What is required:
How many lines of the listing below contain the word "white"? Reply with the number only.

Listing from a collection
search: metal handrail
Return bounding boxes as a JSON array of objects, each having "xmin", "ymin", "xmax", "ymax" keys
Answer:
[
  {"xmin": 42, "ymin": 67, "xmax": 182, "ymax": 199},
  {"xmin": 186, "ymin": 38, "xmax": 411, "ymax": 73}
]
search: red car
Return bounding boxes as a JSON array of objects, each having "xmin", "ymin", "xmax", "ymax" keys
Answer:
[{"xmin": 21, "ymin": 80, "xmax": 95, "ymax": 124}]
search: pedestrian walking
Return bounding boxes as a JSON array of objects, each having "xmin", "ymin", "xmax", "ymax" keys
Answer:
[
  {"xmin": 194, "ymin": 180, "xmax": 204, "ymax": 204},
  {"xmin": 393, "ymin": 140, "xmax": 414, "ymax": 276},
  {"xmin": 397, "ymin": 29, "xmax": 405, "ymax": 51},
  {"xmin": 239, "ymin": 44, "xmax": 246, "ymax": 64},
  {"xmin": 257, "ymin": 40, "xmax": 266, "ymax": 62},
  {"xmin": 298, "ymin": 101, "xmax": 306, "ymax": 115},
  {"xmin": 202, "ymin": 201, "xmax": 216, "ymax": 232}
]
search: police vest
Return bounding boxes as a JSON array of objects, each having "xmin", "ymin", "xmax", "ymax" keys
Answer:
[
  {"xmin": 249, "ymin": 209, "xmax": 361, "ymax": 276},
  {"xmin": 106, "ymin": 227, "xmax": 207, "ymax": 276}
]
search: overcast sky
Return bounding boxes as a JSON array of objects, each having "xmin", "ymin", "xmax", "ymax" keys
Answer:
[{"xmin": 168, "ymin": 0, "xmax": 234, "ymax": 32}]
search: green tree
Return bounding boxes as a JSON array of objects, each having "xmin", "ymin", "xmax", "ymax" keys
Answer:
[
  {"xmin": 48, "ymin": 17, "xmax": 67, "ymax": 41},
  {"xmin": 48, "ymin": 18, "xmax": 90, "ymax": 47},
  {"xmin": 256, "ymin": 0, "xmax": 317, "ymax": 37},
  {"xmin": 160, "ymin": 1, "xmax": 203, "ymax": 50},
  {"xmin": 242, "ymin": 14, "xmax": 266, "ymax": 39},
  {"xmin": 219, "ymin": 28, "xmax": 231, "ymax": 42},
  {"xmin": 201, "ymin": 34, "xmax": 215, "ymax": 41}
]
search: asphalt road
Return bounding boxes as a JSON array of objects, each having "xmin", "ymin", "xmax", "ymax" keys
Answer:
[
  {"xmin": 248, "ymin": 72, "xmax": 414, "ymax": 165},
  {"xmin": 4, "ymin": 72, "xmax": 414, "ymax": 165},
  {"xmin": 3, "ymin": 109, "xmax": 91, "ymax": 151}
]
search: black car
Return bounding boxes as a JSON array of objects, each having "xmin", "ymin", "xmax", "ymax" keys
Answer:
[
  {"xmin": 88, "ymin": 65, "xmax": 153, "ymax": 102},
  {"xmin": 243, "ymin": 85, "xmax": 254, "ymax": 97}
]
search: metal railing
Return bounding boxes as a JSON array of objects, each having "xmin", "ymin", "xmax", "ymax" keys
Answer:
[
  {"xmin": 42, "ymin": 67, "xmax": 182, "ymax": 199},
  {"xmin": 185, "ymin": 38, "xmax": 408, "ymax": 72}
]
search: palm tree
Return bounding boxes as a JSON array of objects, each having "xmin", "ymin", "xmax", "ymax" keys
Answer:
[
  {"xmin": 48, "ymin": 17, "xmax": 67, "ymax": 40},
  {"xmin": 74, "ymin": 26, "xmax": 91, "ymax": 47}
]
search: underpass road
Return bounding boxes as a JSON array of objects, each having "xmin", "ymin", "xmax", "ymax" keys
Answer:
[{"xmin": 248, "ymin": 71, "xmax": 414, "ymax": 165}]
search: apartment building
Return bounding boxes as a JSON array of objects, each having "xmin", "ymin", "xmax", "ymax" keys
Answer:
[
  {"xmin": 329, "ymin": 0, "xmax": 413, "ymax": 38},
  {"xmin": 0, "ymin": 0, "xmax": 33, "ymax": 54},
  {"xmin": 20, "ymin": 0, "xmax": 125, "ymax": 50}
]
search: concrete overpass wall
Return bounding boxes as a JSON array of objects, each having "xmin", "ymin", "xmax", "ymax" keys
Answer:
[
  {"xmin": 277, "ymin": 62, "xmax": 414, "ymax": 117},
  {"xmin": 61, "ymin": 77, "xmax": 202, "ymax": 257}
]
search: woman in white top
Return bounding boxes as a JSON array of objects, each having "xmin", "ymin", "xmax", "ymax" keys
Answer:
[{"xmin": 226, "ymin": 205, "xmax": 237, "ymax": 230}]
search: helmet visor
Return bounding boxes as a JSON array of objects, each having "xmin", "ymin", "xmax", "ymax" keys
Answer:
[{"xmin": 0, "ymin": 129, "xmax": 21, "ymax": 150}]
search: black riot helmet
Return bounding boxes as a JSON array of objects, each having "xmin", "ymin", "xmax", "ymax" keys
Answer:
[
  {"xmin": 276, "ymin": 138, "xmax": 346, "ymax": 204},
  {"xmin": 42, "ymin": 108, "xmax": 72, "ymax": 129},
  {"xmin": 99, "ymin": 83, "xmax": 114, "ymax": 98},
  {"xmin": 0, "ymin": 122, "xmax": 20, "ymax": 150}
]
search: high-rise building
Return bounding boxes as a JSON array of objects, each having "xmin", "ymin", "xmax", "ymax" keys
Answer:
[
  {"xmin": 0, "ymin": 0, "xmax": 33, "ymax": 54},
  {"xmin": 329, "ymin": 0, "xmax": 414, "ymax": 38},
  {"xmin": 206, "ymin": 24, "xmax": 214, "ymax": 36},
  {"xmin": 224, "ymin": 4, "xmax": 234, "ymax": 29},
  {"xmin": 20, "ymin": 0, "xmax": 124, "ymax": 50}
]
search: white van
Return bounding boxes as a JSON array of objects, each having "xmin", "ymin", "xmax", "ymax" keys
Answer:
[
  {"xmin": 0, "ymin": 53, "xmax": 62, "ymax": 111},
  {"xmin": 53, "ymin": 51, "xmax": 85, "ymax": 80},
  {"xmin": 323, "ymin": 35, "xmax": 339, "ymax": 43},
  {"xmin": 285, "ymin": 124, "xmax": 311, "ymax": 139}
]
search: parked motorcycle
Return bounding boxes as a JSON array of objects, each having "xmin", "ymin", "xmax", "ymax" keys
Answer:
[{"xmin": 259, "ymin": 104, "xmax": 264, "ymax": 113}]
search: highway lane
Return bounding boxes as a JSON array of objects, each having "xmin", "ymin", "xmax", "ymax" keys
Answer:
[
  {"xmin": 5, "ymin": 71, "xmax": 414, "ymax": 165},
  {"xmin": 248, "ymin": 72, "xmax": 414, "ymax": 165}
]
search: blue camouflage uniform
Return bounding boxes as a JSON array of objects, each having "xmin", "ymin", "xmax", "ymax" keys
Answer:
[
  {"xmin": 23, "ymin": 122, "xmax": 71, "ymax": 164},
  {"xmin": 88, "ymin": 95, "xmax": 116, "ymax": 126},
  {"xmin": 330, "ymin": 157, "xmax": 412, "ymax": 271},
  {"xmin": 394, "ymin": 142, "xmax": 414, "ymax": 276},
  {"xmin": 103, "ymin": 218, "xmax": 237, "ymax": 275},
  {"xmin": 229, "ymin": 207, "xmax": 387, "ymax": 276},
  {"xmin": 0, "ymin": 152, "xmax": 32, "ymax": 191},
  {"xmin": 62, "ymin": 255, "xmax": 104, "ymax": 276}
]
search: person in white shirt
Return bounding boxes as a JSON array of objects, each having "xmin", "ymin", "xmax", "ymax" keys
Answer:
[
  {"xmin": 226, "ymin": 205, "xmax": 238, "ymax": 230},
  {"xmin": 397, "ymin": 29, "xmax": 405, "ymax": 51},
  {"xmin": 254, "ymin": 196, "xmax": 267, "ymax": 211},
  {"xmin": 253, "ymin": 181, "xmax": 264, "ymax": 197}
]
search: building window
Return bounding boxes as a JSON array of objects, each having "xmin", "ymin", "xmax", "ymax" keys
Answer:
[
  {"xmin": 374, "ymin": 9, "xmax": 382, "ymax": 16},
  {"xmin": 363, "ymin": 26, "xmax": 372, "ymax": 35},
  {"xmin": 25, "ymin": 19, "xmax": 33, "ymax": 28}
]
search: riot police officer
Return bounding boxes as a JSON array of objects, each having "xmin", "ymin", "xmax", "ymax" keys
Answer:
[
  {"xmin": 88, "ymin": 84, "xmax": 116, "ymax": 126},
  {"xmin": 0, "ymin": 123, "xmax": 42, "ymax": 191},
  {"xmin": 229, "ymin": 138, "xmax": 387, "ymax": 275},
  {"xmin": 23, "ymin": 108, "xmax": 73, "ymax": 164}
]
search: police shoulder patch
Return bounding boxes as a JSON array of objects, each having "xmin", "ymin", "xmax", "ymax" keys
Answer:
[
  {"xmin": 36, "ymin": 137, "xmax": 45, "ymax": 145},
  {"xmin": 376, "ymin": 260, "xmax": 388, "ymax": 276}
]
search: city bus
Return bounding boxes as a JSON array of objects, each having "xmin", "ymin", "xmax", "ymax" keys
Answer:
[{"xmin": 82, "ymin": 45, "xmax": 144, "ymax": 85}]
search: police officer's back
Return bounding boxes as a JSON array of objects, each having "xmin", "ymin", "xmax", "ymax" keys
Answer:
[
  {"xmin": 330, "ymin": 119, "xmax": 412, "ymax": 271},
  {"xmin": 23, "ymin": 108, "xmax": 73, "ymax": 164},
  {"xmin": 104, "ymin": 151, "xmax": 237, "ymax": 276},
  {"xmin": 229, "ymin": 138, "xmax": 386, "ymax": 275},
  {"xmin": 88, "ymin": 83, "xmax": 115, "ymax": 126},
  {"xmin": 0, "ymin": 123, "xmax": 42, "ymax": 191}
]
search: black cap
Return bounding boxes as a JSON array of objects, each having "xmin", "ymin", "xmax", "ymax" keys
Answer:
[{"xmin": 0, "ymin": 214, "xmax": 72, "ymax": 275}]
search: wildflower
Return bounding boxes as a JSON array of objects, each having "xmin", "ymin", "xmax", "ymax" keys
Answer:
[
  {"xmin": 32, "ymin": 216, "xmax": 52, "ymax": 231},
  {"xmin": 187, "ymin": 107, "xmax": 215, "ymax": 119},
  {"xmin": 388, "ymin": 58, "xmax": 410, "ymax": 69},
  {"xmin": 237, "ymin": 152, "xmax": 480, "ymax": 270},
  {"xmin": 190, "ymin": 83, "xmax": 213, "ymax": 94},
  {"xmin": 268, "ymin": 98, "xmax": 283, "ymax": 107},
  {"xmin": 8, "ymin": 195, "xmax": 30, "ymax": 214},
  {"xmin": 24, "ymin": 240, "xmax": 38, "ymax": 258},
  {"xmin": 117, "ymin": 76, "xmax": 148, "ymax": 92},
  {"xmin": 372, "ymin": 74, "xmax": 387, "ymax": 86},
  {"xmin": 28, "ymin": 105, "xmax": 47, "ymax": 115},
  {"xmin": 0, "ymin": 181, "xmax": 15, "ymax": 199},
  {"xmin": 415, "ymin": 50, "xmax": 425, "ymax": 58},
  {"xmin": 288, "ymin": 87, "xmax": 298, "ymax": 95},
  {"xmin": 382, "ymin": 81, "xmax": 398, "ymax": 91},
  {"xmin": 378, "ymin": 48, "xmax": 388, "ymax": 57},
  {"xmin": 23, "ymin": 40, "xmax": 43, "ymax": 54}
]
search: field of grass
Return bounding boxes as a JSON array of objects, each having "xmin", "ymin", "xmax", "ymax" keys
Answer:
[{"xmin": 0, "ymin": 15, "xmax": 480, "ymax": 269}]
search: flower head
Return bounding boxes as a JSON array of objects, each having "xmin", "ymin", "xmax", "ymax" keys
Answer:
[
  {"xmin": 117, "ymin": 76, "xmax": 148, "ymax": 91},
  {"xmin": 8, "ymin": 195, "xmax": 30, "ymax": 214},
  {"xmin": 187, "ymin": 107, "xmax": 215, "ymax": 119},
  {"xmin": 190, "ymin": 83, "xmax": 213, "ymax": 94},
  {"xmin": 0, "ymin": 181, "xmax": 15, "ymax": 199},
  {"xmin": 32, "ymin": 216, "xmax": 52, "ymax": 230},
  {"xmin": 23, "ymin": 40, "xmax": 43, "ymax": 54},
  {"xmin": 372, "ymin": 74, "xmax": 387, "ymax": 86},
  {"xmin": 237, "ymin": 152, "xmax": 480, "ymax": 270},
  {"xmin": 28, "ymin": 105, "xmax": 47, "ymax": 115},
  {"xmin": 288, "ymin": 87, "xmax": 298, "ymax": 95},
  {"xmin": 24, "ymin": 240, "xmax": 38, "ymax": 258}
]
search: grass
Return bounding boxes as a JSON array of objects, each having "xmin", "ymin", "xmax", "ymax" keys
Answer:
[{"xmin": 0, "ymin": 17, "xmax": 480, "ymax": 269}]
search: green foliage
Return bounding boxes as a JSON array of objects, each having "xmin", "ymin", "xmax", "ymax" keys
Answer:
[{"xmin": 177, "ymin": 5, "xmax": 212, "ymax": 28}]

Exercise output:
3